# DATA FOR THIS EXERCISE:
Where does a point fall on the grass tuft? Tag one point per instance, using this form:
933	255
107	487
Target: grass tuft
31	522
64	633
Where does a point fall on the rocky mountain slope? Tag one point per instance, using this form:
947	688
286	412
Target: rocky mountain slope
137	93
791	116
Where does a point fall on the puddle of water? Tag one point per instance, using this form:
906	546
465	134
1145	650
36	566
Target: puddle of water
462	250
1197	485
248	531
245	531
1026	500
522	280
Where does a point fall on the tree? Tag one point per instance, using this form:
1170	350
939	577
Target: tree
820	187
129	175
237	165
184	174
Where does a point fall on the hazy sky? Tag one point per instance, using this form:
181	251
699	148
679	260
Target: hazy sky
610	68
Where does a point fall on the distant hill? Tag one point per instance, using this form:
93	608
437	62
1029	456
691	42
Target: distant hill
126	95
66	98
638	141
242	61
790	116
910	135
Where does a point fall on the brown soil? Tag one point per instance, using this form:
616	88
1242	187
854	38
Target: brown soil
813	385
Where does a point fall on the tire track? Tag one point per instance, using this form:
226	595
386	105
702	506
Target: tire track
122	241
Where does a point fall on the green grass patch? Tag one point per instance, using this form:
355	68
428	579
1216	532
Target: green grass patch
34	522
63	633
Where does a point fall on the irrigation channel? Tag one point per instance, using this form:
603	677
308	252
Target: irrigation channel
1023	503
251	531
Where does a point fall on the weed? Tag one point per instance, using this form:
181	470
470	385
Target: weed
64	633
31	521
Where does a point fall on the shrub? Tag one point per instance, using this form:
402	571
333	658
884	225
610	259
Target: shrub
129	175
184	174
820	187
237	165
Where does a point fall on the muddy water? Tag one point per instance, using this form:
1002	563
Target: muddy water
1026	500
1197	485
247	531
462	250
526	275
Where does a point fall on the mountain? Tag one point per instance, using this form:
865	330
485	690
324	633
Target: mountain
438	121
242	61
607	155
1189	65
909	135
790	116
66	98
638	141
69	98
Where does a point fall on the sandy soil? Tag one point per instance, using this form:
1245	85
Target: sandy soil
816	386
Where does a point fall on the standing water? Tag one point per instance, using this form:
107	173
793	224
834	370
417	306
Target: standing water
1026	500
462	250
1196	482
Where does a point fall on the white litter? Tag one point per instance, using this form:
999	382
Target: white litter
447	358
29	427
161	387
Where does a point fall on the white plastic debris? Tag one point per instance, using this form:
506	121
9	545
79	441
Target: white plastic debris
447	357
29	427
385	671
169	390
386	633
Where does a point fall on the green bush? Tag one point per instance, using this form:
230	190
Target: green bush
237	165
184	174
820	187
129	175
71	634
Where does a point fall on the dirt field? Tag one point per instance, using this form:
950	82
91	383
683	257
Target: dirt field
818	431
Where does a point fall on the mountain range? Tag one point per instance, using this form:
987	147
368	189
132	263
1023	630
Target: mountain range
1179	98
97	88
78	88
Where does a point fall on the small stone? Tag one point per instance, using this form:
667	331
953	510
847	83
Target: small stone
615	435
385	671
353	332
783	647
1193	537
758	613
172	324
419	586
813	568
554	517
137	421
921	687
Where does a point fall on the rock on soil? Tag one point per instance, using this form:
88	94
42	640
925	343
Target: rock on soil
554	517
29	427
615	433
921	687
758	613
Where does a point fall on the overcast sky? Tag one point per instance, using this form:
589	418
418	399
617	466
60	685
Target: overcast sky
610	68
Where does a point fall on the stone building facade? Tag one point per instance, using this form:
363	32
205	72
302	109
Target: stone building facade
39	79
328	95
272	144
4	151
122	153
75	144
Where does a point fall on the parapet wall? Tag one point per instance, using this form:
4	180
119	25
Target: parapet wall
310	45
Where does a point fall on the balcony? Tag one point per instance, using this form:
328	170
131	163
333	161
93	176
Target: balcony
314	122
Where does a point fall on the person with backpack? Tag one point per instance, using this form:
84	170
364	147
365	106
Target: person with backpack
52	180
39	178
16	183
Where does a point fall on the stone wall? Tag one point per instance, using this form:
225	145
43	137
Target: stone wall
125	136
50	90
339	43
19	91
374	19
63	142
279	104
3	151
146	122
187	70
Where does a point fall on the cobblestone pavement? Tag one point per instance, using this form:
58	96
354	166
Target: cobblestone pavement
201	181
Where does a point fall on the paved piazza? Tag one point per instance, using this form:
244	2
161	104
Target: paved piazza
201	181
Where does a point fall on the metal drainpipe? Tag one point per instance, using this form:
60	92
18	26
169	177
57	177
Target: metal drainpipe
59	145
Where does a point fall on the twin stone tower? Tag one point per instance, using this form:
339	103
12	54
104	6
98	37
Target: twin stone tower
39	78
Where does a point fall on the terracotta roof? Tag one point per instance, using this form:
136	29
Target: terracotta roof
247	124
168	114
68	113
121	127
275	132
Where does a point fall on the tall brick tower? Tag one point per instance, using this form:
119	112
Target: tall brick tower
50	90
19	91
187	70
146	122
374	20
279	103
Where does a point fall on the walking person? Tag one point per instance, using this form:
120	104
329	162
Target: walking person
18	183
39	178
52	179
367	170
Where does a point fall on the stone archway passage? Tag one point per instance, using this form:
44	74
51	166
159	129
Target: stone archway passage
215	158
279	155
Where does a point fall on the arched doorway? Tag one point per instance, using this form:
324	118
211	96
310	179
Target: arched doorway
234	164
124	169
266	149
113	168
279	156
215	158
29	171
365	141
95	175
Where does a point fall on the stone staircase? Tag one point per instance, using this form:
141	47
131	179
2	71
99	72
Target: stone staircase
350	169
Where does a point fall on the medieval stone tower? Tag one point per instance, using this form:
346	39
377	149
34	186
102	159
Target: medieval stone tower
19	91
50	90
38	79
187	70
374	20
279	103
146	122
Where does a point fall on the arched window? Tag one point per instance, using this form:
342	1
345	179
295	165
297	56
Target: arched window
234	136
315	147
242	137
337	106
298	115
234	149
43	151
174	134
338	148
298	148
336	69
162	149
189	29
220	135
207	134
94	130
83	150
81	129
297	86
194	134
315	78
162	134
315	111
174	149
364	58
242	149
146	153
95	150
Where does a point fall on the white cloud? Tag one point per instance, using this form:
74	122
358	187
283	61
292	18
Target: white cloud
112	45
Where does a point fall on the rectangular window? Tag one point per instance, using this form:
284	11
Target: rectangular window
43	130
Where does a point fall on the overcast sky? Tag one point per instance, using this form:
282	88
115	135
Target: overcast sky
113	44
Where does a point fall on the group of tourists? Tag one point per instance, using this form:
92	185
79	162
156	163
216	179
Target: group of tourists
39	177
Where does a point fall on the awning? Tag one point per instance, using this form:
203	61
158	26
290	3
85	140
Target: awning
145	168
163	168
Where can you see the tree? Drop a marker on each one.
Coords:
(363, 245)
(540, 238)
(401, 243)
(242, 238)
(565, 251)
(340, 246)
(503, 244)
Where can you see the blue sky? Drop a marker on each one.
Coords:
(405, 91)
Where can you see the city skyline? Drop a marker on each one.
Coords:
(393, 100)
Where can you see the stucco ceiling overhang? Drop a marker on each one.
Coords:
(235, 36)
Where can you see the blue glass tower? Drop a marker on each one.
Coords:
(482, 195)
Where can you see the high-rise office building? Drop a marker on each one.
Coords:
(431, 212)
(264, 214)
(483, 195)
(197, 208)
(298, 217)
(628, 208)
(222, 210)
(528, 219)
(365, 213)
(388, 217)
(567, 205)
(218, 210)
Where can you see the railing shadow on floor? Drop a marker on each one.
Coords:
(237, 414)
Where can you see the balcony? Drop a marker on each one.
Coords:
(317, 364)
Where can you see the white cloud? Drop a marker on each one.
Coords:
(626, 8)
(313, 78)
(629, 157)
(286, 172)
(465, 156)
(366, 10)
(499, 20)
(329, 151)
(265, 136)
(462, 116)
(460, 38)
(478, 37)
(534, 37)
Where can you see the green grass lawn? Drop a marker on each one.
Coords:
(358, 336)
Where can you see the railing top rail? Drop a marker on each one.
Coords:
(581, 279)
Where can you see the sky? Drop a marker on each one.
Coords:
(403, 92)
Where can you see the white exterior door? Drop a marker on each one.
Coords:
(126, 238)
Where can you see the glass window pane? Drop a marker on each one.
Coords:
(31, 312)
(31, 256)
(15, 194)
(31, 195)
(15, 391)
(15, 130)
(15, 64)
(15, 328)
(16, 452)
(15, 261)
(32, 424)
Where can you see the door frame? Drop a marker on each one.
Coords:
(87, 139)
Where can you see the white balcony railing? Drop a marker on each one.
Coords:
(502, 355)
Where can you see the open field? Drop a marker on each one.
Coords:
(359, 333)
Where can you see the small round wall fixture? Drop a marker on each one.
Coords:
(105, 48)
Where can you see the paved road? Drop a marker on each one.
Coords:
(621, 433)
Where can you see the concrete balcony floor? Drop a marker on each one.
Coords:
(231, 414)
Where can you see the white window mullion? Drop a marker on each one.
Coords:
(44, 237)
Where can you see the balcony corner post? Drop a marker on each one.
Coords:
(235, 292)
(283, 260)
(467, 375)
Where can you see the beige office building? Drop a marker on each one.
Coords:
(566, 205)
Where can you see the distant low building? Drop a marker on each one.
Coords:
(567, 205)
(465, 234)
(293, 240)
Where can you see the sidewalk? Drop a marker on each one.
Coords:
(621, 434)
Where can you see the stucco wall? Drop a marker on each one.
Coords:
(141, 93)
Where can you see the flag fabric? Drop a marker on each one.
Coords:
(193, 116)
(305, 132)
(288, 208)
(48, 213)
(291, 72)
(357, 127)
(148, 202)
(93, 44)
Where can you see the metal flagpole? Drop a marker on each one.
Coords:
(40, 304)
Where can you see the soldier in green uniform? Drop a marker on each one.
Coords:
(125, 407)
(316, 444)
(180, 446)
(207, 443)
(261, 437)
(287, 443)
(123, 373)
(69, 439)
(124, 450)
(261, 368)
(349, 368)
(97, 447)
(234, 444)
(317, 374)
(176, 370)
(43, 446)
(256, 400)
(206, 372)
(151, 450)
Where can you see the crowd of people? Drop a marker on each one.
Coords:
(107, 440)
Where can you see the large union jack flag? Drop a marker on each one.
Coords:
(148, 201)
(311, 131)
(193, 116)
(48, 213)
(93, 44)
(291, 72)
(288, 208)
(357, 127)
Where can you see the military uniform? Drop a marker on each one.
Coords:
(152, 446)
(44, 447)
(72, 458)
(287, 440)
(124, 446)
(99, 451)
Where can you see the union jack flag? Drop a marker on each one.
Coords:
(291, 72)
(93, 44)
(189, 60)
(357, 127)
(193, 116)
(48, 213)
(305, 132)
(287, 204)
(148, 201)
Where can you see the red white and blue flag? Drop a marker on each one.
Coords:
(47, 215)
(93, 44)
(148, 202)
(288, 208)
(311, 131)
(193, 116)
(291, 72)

# STATED PROBLEM:
Return only the lines running from the line with "Where can you see the crowd" to the last line of the records, both included, exactly as written.

# ANSWER IN FULL:
Where can you see the crowd of people? Drop a marker on each one.
Coords:
(107, 440)
Where can you see the large union jack flag? Drop a marker on each one.
Coords:
(148, 201)
(311, 131)
(193, 116)
(48, 213)
(93, 44)
(291, 72)
(288, 208)
(357, 127)
Where can you see the military uniform? Drop a marker on each one.
Coords:
(152, 446)
(44, 447)
(72, 458)
(287, 440)
(124, 446)
(99, 451)
Where can you see the union jack flag? Drop a marker on each one.
Coords:
(291, 72)
(93, 44)
(189, 60)
(357, 127)
(193, 116)
(48, 213)
(305, 132)
(287, 204)
(148, 201)
Where can you see the red white and blue flag? Drop a marker on each one.
Coords:
(47, 215)
(93, 44)
(148, 202)
(288, 208)
(311, 131)
(193, 116)
(291, 72)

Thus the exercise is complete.